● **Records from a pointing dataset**

[START]

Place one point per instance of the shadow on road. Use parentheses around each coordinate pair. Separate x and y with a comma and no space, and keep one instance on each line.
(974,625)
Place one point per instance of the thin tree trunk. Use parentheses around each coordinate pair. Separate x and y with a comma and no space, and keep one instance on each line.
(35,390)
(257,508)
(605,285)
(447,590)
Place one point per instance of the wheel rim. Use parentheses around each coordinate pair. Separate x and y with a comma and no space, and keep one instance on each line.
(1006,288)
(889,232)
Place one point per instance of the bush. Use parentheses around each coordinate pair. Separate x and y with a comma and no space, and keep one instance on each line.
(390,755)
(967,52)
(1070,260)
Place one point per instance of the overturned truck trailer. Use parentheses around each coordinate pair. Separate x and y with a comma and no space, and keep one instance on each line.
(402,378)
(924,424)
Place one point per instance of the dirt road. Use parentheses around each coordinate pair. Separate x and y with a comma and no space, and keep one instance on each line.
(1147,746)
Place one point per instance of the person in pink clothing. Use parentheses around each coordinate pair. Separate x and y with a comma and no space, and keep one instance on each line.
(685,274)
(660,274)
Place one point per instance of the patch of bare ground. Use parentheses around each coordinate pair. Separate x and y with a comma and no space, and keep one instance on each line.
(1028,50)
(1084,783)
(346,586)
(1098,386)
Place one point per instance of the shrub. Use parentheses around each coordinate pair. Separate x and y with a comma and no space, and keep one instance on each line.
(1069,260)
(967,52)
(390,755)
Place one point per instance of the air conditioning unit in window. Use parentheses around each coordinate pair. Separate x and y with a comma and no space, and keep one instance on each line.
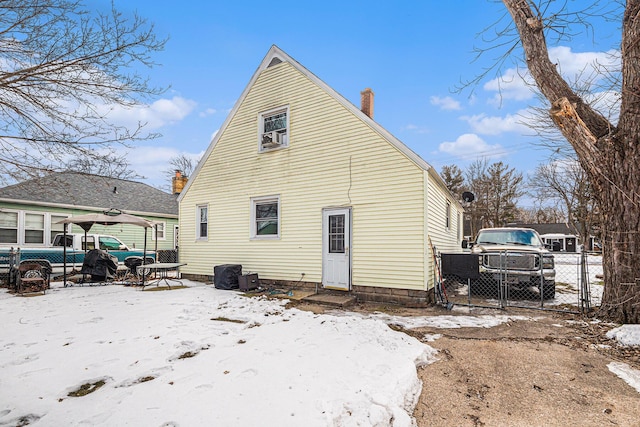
(272,139)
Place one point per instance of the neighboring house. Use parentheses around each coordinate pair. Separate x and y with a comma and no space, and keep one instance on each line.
(560,237)
(303,188)
(30,210)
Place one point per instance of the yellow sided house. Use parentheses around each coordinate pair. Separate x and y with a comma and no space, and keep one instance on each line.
(305,189)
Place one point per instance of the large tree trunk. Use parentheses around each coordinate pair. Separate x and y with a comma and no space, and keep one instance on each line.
(609,154)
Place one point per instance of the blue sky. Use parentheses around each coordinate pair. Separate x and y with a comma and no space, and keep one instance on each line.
(413,54)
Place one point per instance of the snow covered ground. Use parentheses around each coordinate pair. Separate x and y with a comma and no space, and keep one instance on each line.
(202,356)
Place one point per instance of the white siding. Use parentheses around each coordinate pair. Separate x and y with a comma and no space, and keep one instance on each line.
(334,159)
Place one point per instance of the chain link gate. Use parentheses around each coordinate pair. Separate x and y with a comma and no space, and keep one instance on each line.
(523,279)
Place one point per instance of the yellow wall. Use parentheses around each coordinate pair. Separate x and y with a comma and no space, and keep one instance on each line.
(333,159)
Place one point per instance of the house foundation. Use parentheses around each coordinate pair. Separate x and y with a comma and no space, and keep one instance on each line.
(401,297)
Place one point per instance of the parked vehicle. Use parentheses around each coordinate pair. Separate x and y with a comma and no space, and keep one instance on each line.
(76,247)
(516,258)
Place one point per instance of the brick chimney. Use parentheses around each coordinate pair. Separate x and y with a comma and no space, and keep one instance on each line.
(366,102)
(178,182)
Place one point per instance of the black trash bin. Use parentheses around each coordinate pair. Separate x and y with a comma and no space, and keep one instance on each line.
(226,276)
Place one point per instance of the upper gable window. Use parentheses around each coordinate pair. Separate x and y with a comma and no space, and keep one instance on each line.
(274,129)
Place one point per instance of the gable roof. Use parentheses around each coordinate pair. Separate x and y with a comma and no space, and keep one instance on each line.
(275,56)
(91,192)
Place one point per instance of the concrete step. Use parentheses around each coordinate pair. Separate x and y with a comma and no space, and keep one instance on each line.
(335,300)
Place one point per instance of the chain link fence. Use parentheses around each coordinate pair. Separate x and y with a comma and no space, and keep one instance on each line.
(570,282)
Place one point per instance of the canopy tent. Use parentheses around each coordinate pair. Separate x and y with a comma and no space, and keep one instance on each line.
(108,217)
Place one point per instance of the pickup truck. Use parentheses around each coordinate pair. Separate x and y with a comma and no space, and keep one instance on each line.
(517,258)
(75,250)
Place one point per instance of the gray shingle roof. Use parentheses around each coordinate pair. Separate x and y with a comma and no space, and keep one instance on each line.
(84,190)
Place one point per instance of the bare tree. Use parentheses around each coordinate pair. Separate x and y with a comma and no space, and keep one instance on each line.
(541,214)
(182,163)
(504,190)
(607,151)
(112,166)
(63,68)
(567,183)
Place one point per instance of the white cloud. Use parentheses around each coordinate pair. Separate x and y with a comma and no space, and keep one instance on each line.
(415,129)
(151,162)
(583,67)
(513,84)
(445,103)
(495,125)
(470,145)
(208,112)
(156,115)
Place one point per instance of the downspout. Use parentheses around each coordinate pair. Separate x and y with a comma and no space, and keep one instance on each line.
(144,255)
(427,257)
(64,255)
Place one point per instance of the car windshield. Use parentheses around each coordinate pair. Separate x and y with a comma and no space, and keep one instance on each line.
(512,237)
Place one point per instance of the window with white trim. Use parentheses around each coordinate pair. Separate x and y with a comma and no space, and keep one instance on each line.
(273,129)
(202,222)
(265,217)
(34,228)
(55,227)
(8,227)
(448,216)
(159,230)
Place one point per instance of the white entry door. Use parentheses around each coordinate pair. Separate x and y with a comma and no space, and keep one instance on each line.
(336,258)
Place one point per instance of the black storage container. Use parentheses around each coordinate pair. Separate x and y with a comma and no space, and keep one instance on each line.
(465,266)
(248,282)
(226,276)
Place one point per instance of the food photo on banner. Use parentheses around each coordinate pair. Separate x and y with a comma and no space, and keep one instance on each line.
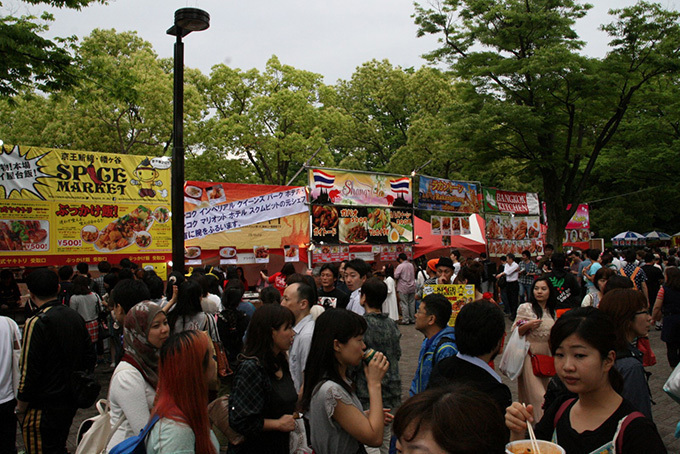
(512,222)
(437,194)
(354,208)
(66,206)
(239,224)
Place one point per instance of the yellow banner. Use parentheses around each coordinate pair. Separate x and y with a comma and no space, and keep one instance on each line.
(60,206)
(31,173)
(458,295)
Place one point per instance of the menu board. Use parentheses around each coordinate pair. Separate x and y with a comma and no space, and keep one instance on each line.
(64,207)
(445,195)
(361,225)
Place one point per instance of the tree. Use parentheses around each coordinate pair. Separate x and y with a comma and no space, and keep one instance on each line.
(31,61)
(544,104)
(267,122)
(121,104)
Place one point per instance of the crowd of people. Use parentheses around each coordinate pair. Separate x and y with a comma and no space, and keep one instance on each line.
(319,357)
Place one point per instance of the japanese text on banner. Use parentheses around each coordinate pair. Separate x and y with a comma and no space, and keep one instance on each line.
(206,221)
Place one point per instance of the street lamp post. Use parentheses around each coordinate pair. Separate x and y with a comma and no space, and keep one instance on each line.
(187,20)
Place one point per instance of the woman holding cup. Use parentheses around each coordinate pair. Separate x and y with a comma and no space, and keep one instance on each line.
(338,423)
(583,342)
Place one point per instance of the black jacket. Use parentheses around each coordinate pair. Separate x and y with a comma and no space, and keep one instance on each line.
(56,344)
(455,370)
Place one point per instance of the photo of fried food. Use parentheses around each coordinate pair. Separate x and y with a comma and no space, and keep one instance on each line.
(143,239)
(507,231)
(378,218)
(533,231)
(521,230)
(446,223)
(20,235)
(352,232)
(89,233)
(493,228)
(324,217)
(121,233)
(261,252)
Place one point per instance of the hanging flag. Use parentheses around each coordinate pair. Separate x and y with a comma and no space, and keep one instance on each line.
(323,180)
(400,185)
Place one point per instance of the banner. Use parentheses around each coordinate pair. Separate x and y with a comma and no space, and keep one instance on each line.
(581,218)
(446,195)
(499,248)
(287,229)
(358,225)
(502,227)
(339,187)
(458,295)
(510,202)
(201,222)
(64,207)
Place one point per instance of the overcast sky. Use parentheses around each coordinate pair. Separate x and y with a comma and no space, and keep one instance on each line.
(330,37)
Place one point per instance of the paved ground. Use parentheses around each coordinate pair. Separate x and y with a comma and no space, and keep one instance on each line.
(666,412)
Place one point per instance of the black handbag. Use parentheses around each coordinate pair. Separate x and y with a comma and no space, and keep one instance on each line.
(85,389)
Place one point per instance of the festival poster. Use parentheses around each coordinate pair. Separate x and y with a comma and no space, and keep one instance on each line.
(498,248)
(446,195)
(496,200)
(436,225)
(361,225)
(244,215)
(581,218)
(291,253)
(504,227)
(458,295)
(330,254)
(340,187)
(64,206)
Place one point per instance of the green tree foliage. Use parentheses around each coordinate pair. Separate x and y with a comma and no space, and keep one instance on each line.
(268,122)
(31,61)
(545,105)
(121,104)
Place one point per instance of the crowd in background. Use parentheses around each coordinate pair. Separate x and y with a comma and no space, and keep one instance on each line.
(318,360)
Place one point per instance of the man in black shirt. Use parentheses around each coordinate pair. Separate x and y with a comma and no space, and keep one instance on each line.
(329,296)
(55,345)
(480,327)
(568,290)
(654,278)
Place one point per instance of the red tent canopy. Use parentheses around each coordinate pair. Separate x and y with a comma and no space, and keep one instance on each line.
(426,243)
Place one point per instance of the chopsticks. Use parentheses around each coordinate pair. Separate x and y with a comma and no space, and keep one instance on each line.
(532,437)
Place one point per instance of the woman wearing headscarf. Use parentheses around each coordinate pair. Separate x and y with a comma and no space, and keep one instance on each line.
(133,385)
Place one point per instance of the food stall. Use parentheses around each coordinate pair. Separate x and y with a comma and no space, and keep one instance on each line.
(64,207)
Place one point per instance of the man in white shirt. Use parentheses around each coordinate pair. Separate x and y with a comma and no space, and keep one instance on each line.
(297,297)
(511,272)
(10,340)
(356,273)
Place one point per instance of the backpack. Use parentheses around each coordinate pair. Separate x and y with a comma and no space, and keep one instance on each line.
(632,276)
(136,444)
(441,342)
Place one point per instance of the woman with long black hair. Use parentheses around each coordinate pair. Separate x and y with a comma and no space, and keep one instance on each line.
(338,423)
(263,397)
(534,320)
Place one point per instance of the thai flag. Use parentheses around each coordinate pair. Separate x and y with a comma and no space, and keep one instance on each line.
(323,180)
(401,185)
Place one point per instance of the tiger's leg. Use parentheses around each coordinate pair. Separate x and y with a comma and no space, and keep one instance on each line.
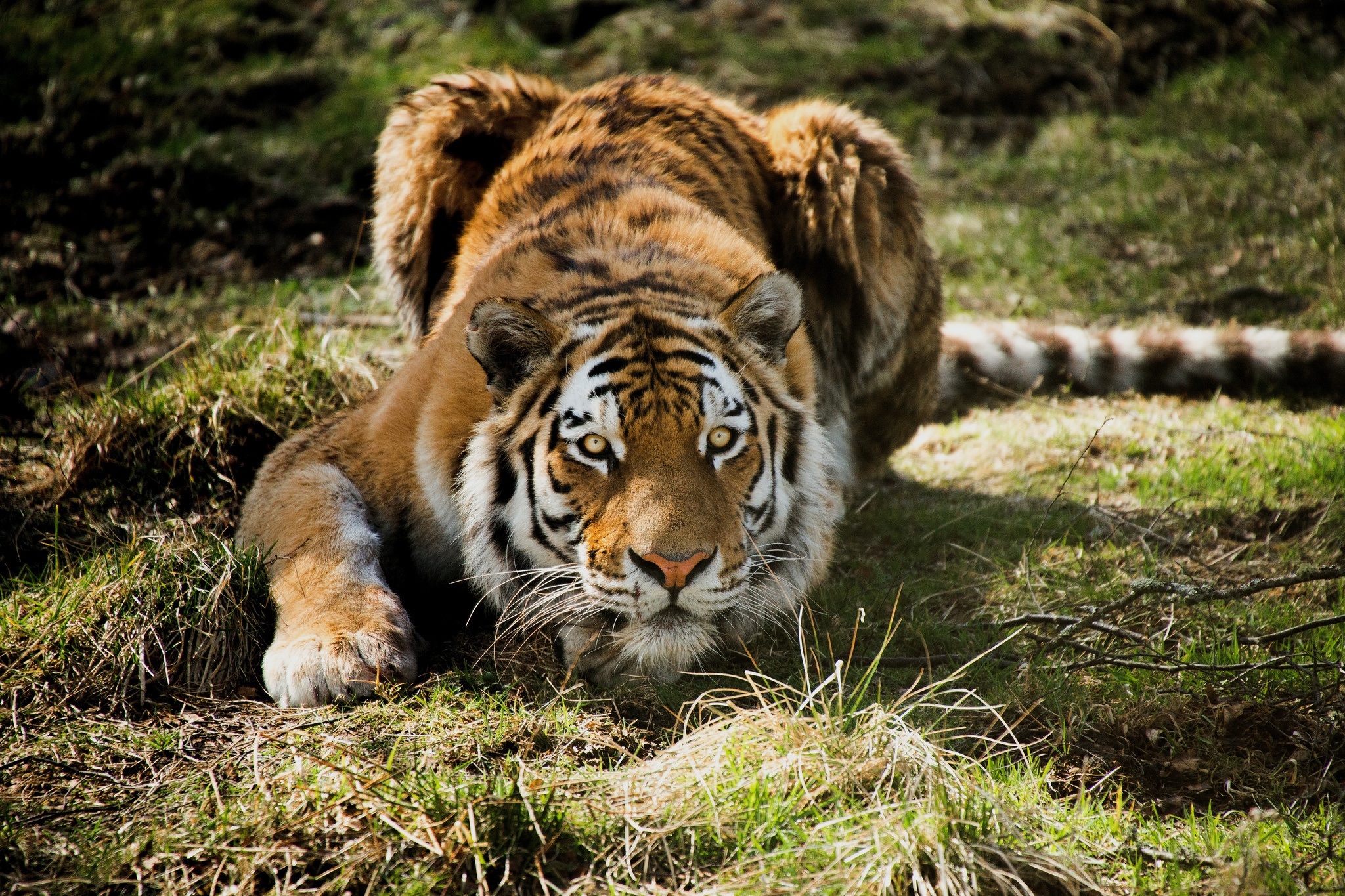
(852,233)
(340,629)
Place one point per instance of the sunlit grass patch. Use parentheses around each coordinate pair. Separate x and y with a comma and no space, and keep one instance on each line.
(1227,181)
(171,610)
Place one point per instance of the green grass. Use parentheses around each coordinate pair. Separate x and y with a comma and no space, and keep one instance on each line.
(139,753)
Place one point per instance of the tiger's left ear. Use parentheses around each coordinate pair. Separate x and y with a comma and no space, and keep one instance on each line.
(767,313)
(510,341)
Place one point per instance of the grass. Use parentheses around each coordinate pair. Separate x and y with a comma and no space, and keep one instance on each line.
(139,753)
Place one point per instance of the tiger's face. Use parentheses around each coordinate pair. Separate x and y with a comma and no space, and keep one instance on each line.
(638,490)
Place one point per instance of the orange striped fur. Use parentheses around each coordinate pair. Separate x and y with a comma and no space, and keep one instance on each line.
(659,340)
(661,337)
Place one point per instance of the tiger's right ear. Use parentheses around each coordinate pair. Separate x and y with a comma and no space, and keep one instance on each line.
(436,158)
(767,313)
(510,341)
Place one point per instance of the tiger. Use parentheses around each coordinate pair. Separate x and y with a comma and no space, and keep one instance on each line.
(658,341)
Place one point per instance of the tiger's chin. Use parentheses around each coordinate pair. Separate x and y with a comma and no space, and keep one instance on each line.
(661,648)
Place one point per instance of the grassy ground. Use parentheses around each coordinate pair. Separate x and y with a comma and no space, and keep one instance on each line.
(1168,746)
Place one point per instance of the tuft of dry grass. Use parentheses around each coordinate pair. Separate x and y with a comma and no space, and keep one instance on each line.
(175,610)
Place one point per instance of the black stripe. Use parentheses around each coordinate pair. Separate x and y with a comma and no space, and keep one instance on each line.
(527,450)
(549,402)
(505,479)
(609,366)
(790,467)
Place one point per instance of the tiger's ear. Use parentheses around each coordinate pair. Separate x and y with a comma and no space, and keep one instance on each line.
(767,313)
(510,341)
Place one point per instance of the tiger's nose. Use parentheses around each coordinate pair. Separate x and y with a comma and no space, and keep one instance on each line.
(674,572)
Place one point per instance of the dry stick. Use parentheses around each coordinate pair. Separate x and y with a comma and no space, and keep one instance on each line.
(1201,593)
(1206,593)
(1057,620)
(190,340)
(1285,633)
(933,660)
(1026,553)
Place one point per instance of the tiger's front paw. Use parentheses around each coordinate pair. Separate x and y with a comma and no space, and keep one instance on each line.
(310,668)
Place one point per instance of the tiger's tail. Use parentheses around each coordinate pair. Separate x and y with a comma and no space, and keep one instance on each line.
(982,359)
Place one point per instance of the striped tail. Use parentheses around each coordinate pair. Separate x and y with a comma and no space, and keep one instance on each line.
(984,359)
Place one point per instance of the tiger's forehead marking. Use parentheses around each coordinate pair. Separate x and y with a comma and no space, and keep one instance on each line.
(645,378)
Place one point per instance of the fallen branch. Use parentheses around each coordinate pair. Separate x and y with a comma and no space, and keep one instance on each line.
(933,660)
(1192,593)
(1277,636)
(1207,593)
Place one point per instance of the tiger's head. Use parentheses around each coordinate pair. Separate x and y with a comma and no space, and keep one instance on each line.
(650,481)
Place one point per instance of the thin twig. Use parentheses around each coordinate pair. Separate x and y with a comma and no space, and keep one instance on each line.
(190,340)
(1275,636)
(933,660)
(1207,593)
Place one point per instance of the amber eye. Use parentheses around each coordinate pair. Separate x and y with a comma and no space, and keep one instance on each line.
(594,444)
(721,437)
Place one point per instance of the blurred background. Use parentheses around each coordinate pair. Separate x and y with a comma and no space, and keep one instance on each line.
(1090,160)
(162,144)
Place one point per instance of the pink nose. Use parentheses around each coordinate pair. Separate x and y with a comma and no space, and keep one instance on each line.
(676,572)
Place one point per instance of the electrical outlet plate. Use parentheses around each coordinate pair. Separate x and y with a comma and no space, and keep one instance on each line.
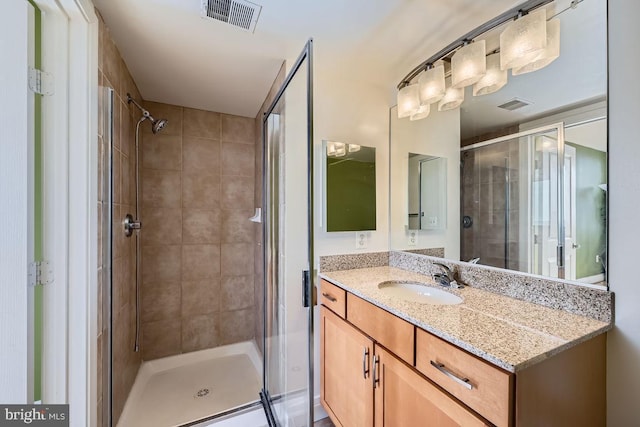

[END]

● **Task goal**
Please count the lines in the material above that contain the string "shirt" and give only that number.

● **Exercise result**
2